(Stored data)
=-=-=-=-=

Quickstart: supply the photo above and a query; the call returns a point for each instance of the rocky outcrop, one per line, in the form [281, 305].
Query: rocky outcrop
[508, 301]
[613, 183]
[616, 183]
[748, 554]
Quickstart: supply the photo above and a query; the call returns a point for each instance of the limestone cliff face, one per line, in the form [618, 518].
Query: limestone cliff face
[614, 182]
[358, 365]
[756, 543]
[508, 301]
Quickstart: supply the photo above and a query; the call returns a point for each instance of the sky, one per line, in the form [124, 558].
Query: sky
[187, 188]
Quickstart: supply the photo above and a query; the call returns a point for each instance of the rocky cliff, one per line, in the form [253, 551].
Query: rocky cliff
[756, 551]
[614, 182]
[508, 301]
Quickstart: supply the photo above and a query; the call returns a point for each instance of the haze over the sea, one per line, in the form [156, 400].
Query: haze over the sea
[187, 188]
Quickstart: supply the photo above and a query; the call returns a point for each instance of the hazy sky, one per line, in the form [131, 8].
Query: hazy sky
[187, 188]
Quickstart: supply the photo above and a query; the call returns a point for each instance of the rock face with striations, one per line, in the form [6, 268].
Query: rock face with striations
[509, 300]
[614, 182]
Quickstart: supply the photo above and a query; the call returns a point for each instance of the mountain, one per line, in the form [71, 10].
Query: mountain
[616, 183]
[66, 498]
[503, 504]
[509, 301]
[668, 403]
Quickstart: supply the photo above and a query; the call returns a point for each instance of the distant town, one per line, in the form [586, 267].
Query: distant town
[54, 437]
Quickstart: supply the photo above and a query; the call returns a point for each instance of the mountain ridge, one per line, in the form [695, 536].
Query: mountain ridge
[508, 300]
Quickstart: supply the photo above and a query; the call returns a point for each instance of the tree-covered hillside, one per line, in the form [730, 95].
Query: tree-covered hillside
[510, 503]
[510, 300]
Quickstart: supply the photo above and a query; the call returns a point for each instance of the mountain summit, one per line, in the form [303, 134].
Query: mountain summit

=-=-=-=-=

Nothing may be left out. Retype all the entries exactly.

Quickstart: supply the photo above and a query; the call returns a point for each instance of the rocky outcrop, one per line, in the form [281, 305].
Query: rocky outcrop
[508, 301]
[613, 183]
[616, 183]
[748, 554]
Quickstart: supply the photo above and a query; the call returns a point for each instance of the limestone cliff face, one per line, in the form [618, 518].
Query: limestone cliff face
[614, 182]
[358, 365]
[756, 543]
[508, 301]
Quickstart: supply the photo above and a query; the call returns a point for each instance of the sky, one per line, in the form [124, 558].
Query: sky
[187, 188]
Quickstart: supply the photo above and a query; the call returns a point for each instance of the rocky cliff, one per line, in the form [253, 551].
Query: rocky cliff
[756, 551]
[614, 182]
[508, 301]
Quickstart: supply the photo above and a query; the call returns a point for each instance of the haze over the sea, one per line, in the form [156, 400].
Query: haze over the sea
[187, 188]
Quickstart: supply the photo above and a query; the call returns a point for each instance of the hazy sky, one per line, in the form [131, 8].
Query: hazy sky
[187, 188]
Quickstart: supply the photo above and a query; the call returns a point for each instance of the rock face with striations, one per line, in the form [6, 268].
Query: rock face with striations
[509, 300]
[614, 182]
Quickstart: supply the photo above and a query; the call returns a point for each instance of the mountain, one per line, in the form [71, 10].
Query: mountain
[616, 183]
[66, 498]
[503, 504]
[509, 301]
[668, 403]
Quickstart: supply the photo above and a query; the call returns a point for each instance of the distant town, one per line, in the form [586, 267].
Query: distant town
[54, 437]
Quickstart: supply the photo above and a query; the call returns a point for each instance of the mountain ridge, one per line, in the form [695, 536].
Query: mountain ridge
[508, 300]
Quickstart: supply the photo above and a query; the call returns a point for each instance of the tree-covered hillside, one per line, in the form [730, 95].
Query: tree-covered hillside
[510, 503]
[510, 300]
Quickstart: supply the photo above and a query; the call returns a point for each instance of the mountain summit, one per line, in the form [303, 134].
Query: mountain summit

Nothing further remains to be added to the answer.